Work task — Word for word, reproduce the records, keeping none of the pictures.
Start of Block
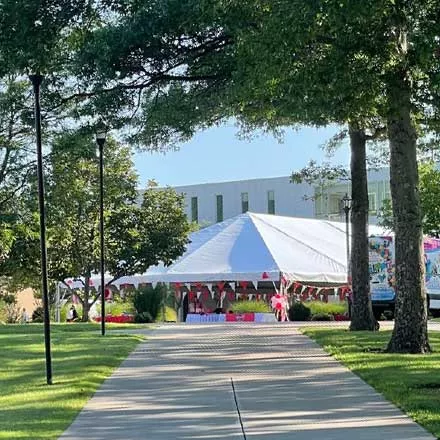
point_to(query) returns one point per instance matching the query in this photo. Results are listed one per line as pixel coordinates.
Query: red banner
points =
(240, 317)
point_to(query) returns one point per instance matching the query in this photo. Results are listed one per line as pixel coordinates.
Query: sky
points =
(218, 155)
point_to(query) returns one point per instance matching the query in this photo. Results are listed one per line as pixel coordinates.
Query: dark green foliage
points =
(147, 301)
(299, 312)
(323, 317)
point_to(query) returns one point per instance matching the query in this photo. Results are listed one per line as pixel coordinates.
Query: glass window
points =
(219, 198)
(194, 210)
(244, 202)
(271, 202)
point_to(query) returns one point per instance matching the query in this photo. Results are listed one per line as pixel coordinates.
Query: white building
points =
(210, 203)
(214, 202)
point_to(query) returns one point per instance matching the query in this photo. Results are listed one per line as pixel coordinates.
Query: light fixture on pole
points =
(36, 83)
(346, 206)
(100, 140)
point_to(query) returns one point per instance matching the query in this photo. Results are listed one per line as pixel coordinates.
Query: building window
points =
(271, 202)
(244, 202)
(372, 203)
(219, 199)
(194, 210)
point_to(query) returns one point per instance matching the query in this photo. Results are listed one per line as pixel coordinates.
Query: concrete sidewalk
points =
(237, 381)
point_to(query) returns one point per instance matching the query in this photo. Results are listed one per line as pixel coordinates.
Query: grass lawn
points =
(412, 382)
(82, 359)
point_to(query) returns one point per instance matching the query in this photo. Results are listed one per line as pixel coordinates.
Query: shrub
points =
(119, 308)
(318, 307)
(170, 314)
(323, 317)
(147, 302)
(299, 312)
(251, 307)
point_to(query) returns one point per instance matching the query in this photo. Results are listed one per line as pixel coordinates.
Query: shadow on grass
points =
(412, 382)
(81, 361)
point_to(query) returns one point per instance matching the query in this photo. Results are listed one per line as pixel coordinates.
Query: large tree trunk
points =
(410, 334)
(362, 313)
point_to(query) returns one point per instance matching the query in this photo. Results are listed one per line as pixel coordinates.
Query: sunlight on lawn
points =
(82, 359)
(412, 382)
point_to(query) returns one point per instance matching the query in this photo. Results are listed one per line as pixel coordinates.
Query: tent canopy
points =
(259, 247)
End of Block
Finished exercise —
point_to(query) returns one point per instance matching the query in this photo. Results are listed one per line as pixel coordinates.
Query: red banner
points =
(240, 317)
point_to(query) returns one point per instance matching the query in this photo. Results are listed one per line as pixel coordinates.
Query: sky
points =
(218, 155)
point_to(query) returns one point per instance matching the query in this photo. Results are listed one per line as pixel coordinates.
Query: dark green foliage
points =
(147, 301)
(299, 312)
(323, 317)
point_to(query) returns one point per instance matching the query in this photo. Results are listed one per line as pixel coordinates.
Query: glass window
points =
(219, 198)
(194, 210)
(244, 202)
(271, 202)
point_to(query) returns one point per instance matching the query in this photo. Results are listed one per line as pixel coordinates.
Query: white building
points =
(210, 203)
(214, 202)
point_to(query) returns one point per instance matching the query in this photo. Results are listed one per line as pixel coordinates.
Query: light fixture on pole
points =
(36, 83)
(346, 206)
(100, 140)
point_to(query) returns one point per instance matching the query in this photo. Results are listed one per line as pixel coordinates.
Query: building window
points =
(271, 202)
(244, 202)
(372, 203)
(219, 199)
(194, 210)
point_to(query) returns one point per instance matching the query in this photo. Results are listed one per line as pixel coordinates.
Query: concrete sidewalk
points =
(237, 381)
point_to(query) returns one point per instance matching the query in this photo. Results are listed one per line as pixel coordinates.
Query: grass lawn
points =
(412, 382)
(82, 359)
point_to(query) returns one point per instance matching the query in this photo. Results are listed one per line as pixel coordinates.
Query: shrub
points =
(119, 308)
(318, 307)
(170, 314)
(323, 317)
(147, 302)
(299, 312)
(251, 307)
point_to(query) returns one point per instance matching the query in this photo. Results are listed one per line as pixel coordinates.
Query: shadow on grass
points =
(412, 382)
(81, 361)
point_to(query) returns one point per instance matching the query in this photo. Results are listed one per line as pixel coordinates.
Query: large tree trunk
points =
(410, 334)
(362, 313)
point_to(query) returns one point per instance matching the query in this photo. Results are listed one per line as pixel coordinates.
Query: sunlight on lawn
points =
(82, 359)
(412, 382)
point_to(query) returns one point per instance matching the query in this photo. Results are listed one per line as pixel coordinates.
Query: tent canopy
points =
(259, 247)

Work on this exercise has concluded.